Estratto fornito

<<<<

Si procederà poi, entro la medesima seduta di martedì 1° agosto, alle ulteriori fasi di esame, sino alla votazione finale.

Il termine per la presentazione degli ordini del giorno è fissato alle ore 9,30 di domani, martedì 1° agosto.

Nella seduta di mercoledì 2 agosto, a partire dalle ore 9, avrà luogo l'esame della Relazione predisposta dalle Commissioni III (Affari esteri) e IV (Difesa) sulla deliberazione del Consiglio dei ministri in merito alla partecipazione dell'Italia alla missione internazionale in supporto alla Guardia costiera libica, adottata il 28 luglio 2017 (Doc. CCL, n. 2). Si procederà quindi, nella medesima seduta di mercoledì 2 agosto, e con eventuale seguito nella seduta di giovedì 3 agosto, al seguito dell'esame congiunto del conto consuntivo della Camera dei deputati per l'anno finanziario 2016 e del progetto di bilancio della Camera dei deputati per l'anno finanziario 2017.

>>>>

Voci grezze

<<<<

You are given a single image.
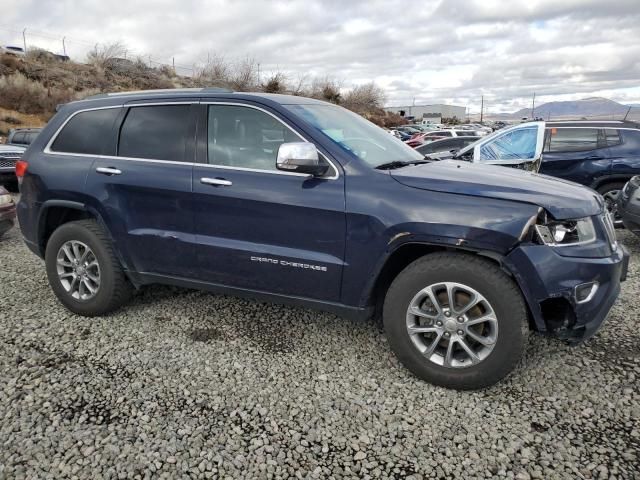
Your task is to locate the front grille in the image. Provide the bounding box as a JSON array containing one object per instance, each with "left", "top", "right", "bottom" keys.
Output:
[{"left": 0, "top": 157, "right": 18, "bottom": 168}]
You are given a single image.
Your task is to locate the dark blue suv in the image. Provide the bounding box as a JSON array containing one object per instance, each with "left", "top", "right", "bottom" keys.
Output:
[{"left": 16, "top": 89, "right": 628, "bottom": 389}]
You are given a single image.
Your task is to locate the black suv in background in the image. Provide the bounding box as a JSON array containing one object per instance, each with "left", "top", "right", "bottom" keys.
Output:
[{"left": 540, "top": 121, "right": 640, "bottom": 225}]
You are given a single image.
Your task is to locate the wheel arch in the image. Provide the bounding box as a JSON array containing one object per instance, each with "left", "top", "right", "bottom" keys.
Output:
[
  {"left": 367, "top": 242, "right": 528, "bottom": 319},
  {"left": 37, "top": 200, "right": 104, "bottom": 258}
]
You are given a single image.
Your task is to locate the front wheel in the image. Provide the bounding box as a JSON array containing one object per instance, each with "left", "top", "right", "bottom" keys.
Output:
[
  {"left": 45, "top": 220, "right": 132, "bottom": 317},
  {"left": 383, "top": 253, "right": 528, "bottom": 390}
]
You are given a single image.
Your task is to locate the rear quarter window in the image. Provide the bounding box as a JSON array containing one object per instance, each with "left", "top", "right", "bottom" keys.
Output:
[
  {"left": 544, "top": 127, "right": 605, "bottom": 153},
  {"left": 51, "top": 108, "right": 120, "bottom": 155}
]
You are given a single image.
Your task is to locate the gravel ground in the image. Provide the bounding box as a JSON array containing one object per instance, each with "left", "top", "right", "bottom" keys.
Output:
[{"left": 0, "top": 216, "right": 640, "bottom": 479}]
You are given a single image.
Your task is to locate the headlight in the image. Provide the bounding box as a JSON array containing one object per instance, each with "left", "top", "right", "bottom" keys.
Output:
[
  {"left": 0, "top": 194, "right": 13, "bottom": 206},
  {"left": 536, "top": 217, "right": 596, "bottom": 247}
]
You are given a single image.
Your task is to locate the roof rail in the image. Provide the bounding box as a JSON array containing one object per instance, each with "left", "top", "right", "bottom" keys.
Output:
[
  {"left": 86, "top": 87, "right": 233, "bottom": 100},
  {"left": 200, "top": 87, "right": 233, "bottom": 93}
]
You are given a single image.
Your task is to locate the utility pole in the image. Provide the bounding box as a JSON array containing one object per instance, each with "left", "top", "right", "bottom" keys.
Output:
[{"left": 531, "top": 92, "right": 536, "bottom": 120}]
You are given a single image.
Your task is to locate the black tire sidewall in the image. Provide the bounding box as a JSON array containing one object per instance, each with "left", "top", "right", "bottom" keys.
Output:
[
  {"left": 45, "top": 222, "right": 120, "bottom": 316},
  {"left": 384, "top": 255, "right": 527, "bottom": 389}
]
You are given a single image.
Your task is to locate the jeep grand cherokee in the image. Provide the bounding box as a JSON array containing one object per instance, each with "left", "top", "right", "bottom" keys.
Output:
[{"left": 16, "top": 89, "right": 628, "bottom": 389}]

>>>>

Istruzioni di lavoro
a) Rispondi a queste domande sul calendario delle sedute:
(i) A che ora di martedì 1° agosto scade il termine per presentare gli ordini del giorno?
(ii) Da che ora comincia la seduta di mercoledì 2 agosto?
(iii) In che data il Consiglio dei ministri ha adottato la deliberazione sulla missione in supporto alla Guardia costiera libica?
b) Prosegui il calendario delle sedute partendo dalla frase che segue l'ultima riportata.
Le voci provengono da una fonte diversa dal calendario delle sedute.

Risposte attese
a)
(i) Alle ore 9,30.
(ii) Dalle ore 9.
(iii) Il 28 luglio 2017.

b)
La Conferenza dei presidenti di gruppo ha inoltre stabilito che, dopo la pausa estiva, le Commissioni riprenderanno i lavori a partire dal 5 settembre. E' stato inoltre definito il seguente calendario dei lavori dell'Assemblea per il periodo 12-15 settembre:

Martedì 12, mercoledì 13 e giovedì 14 settembre (antimeridiana e pomeridiana, con eventuale prosecuzione notturna e nella giornata di venerdì 15 settembre) (con votazioni)

Seguito dell'esame della proposta di legge n. 3343 - Introduzione dell'articolo 293-bis del codice penale, concernente il reato di propaganda del regime fascista e nazifascista.

Seguito dell'esame della Relazione della Commissione parlamentare per le questioni regionali sulle forme di raccordo tra lo Stato e le autonomie territoriali e sull'attuazione degli statuti speciali (Doc. XVI-bis, n. 11).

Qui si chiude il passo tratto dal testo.